**Set of tasks**.
1. According to the Big O lesson below, why is it essential to set aside time to learn core computer science concepts? Answer in one to three sentences.
2. Summarize the Big O lesson below in exactly two sentences.
3. Carry on the Big O lesson below from where it stops.

**Document extract**.
------------------------------
- Explain why developers analyze Big O.
- Describe what is Big O is.
- Be able to calculate Big O of a function with the following types of notations:
- Constant O(1)
- Linear O(n)
- Quadratic O(n^2) or O(n*m)
- Factorial O(n!)
- Logarithmic O(log n)
- Analyze two functions that do the same thing.
We are going to be introducing computer science concepts. These will suit you best for interviews and further into your career. Some of these concepts are rather complicated and will take time to come together for you. Don't worry if you don't get it right away. With time and practice, the pieces will come together.
Our focus has been on projects and skills first rather than focusing on theory. We believe building things is the best way to learn to code and become a developer. However, it's essential to set aside some time to learn core computer science concepts so that you can continue to grow as a developer.
What may be a little confusing is that we are going to start talking about optimization. But as you likely remember, one of the biggest pieces of advice we probably have been giving is: Don't optimize too early! This is still true for your work. Focus on building first and then the optimization.
Still, what does optimization mean? We'll look at what it means through the lens of Big O in this lesson.
One of the things computer scientists are trained to do is to find ways to make things faster, smaller, cheaper, and more precise. One way to approach such problems is to consider the worst-case scenario.
The worst case scenario is that whichever algorithm is being analyzed, it will take the most amount of time possible. For example, if we are searching through an array, we assume that the item will always be found last and that the array size is enormous.
Big O Notation is a way to denote the worst-case scenario. Similar notations indicate average and best-case scenarios, but we will not cover those today.
The name Big O comes from the math discipline and describes the relationship between functions and their growth rates.
Big O of Algorithms is measured by:
- Time complexity - the amount of time it takes the function to complete. It is measured in the number of steps an algorithm takes rather than measures of time, like seconds or minutes.
- Space complexity - the amount of memory (RAM) required for an algorithm to run.
------------------------------
**Items from a data source**.
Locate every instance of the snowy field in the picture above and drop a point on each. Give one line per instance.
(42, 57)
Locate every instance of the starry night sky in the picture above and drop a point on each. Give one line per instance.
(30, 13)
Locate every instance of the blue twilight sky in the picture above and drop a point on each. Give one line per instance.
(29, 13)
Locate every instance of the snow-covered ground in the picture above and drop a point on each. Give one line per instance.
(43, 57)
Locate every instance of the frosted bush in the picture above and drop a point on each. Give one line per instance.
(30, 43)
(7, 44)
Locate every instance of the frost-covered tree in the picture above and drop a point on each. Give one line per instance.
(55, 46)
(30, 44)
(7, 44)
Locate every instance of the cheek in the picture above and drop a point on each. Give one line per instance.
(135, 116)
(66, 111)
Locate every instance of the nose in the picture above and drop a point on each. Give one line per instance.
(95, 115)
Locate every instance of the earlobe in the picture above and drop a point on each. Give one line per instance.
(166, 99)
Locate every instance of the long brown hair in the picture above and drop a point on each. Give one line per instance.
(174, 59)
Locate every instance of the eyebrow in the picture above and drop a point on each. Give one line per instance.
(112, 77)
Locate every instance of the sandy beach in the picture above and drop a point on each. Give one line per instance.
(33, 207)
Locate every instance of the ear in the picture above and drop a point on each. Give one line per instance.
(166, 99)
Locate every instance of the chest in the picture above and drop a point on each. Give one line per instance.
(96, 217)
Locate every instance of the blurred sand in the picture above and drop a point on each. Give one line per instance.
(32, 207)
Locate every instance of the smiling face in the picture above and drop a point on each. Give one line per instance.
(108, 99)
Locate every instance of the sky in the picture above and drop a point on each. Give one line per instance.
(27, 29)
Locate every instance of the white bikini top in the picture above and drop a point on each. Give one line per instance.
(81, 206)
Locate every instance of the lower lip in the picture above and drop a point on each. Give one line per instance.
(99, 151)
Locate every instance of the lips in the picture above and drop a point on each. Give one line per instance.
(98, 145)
------------------------------
**Outputs for the tasks**.
1. Setting aside time to learn core computer science concepts is essential so that you can continue to grow as a developer. The lesson notes that it has favored projects and skills over theory because building things is the best way to learn to code, but these concepts are still needed for that continued growth.

2. The lesson introduces computer science concepts useful for interviews and careers, and it frames optimization through Big O while still advising learners to build first and optimize later. It explains that Big O Notation denotes the worst-case scenario, in which an algorithm takes the most time possible, and that it is measured by time complexity, counted in steps, and by space complexity, the memory an algorithm needs to run.

3.
Each complexity can be described with a notation like O(n): Where n represents the number of elements.
Additionally, Big O can be represented visually with the execution time/memory on the y-axis and input size on the x-axis.
As the input size increases, the execution time can change based on the algorithm used.
For our introduction, we'll only consider time complexity and worst-case scenarios. In your studies, as you continue to learn, you should learn and consider space complexity and other scenarios as well.
We will look at five classes of growth complexity. There are more, but these are the ones that appear most often.
We'll be using the same example throughout - a cloud music service.
If our service is small - 100 artists, and 100 users, we don't have to worry about optimization. Computers are pretty fast.
However, as our cloud music service grows with more music and users, we want to improve optimization.
- Better user experience if someone says, 'Hey, Siri/Alexa play Silicone on Sapphire, ' and there are over 20 million songs to search through. This request could take a minute. But we don't want to wait a minute! We will think our assistant did not hear us or is broken if we have to wait a whole minute. We need our results as fast as possible.
- Better resource usage. Storing and delivering millions of songs to millions of users takes a lot of computing power. If there are more efficient ways, it will save resources
Let's think that we have an array of artists. Each artist is made up of an object. Each artist has an array of objects that are albums. Each album is an array of song names.
const artists = [
{
name: "Miles Davis",
albums: [
{
title: "In a Silent Way",
songs: ["Shhh/Peaceful", "In a Silent Way/It's About That Time"],
},
{
title: "Milestones",
songs: [
"Dr. Jekyl",
"Sid's Ahead",
///...
],
},
],
},
{
name: "Dolly Parton",
albums: [
{
title: "Jolene",
songs: [
//...
],
},
{
title: "9 to 5 and Other Odd Jobs",
songs: [
// ...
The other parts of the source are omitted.